## [TASKS FOR THIS EXERCISE]
**A.** Do these statements agree with the post on regular expressions in TeX? For each, answer yes or no and quote the words that decide it. (i) \pdfmatch is expected to be carried over into LuaTeX. (ii) XeTeX works natively in UTF-8. (iii) The regex systems in Lua and TeXworks match the Perl implementation.
**B.** Carry on writing the post on regular expressions in TeX, starting right after its last line.

======== EXTRACT TO READ ========

Regular expressions

Regular expressions are very popular as a quick and powerful way to carry out searches and replacements in text of all sorts. Traditionally, TeX handles tokens and not strings or characters. This means that doing regex searches using TeX82 is pretty much impossible. To solve this, recent versions of pdfTeX adds the \pdfmatch primitive to allow real string matching inside TeX. The LuaTeX team have decided not to take all of the existing “new” primitives forward from pdfTeX, and as I understand it \pdfmatch will not be implemented in LuaTeX. However, Lua itself has regular expression matching, and so the functionality will still be around.

I’ve recently talked about adding new primitives to XeTeX, and you’ll see that \pdfmatch was not on the list for adding to XeTeX. The reason is that a XeTeX implementation would have to be slightly different from pdfTeX, as it is natively UTF-8, but also would be different to LuaTeX, as it would still be a TeX primitive and not a Lua function. So here “the prize wasn’t worth the winning”, in my opinion. As it is, using \pdfmatch is not widespread, and the idea of having three different regex methods inside TeX didn’t seem like a great idea!

Talking of regex implementations, I’ve been reading Programming in Lua, and also working with TeXworks to try to get syntax highlighting the way I like it. Both systems are slightly different, and it seems both are different from the Perl implementation. It seems that every time you want to use a regex system you have to read the manual to see which things are different from every other implementation!

Lua, TeX, LaTeX and ConTeXt

There is currently a very active thread on comp.text.tex about LuaTeX. Several related questions have come up, and it seems that some kind of summary would help me, at least.

Why did the LuaTeX team choose Lua?

======== INFORMATION SUPPLIED ========

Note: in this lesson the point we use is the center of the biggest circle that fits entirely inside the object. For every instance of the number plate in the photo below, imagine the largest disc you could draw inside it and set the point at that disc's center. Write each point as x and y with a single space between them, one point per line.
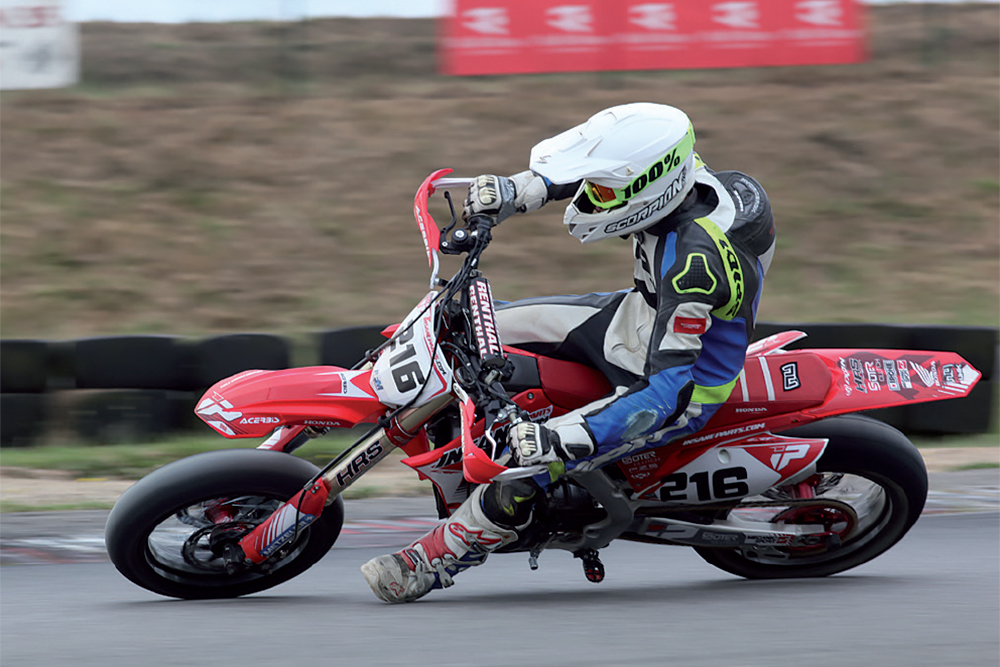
412 367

========

## [RESPONSES TO THE TASKS]
**A.**
(i) No: "as I understand it \pdfmatch will not be implemented in LuaTeX"
(ii) Yes: "as it is natively UTF-8"
(iii) No: "Both systems are slightly different, and it seems both are different from the Perl implementation"

**B.**
Possibly the most frequently asked question with LuaTeX is why the team behind it chose Lua, as opposed to one of the other scripting languages available. The LuaTeX FAQ addresses this as question 1, so it’s obviously important. As I understand it, they looked at a number of possible languages for extending TeX, and decided that many of the “obvious” candidates (Java, Perl, Python, Ruby, Scheme) were not suitable. Not everyone is going to agree with that assessment, and some people are bound to feel that there was not sufficient consultation.

With LuaTeX already at version 0.40, it is progressing and will deliver. So unless a team can be got together to provided an alternative scripting system, it looks like Lua is what we will get. I don’t see there being enough experienced programmers with time on their hands to deliver a complete alternative at the moment.

How does LuaTeX relate to ConTeXt and LaTeX?

LuaTeX is an “engine”, like pdfTeX or XeTeX. So it provides certain functions, which might or might not get used. The end-user can use them directly, but this is really not helping most people as they don’t want to do this type of low-level work. So in the main it is down to either the TeX format (ConTeXt, LaTeX, …) or an add on (LaTeX package, ConTeXt module, etc.) to take advantage of them.

In the ConTeXt case, the entire format is being re-written as “Mark IV”, which will use a lot of Lua. This of course means things fundamentally change compared to early versions of ConTeXt, and ties it to a single engine.

In the LaTeX case, the format is written to work on plain TeX, no extensions at all. That is not about to change: essentially, LaTeX2e will never be “updated” in that sense. The current LaTeX3 plans don’t envisage requiring LuaTeX, although I’d hope that some low-level support will be included if LaTeX3 ever becomes a reality. There will, though, be LaTeX packages that use Lua: I’m sure that at some point there will be a fontspec-like package for LuaTeX, for example.

What is wrong with LaTeX2ε?

One issue that always comes up when future directions for TeX are discussed is whether LaTeX2ε needs to change, or whether it is okay as it is. Currently, if you know what you are doing then you can achieve a lot with LaTeX. There are a vast range of packages, and these cover very many of the things you could ever hope to do in TeX. So in a sense LaTeX works as it is. On the other hand, you have to know which packages to load, even to get some of the basics right (try making a new float type without loading any packages and using one of the base classes!). At the same time, things like UTF-8 text, system fonts and so on are not available using only the kernel.

A more fundamental issue is that LaTeX currently doesn’t do enough to provide structured data, and is not a good choice for dealing with XML input. This makes it hard to get data in and out, and is closely related to the fact that there is not enough separation of appearance and structure in the kernel and in add-on packages.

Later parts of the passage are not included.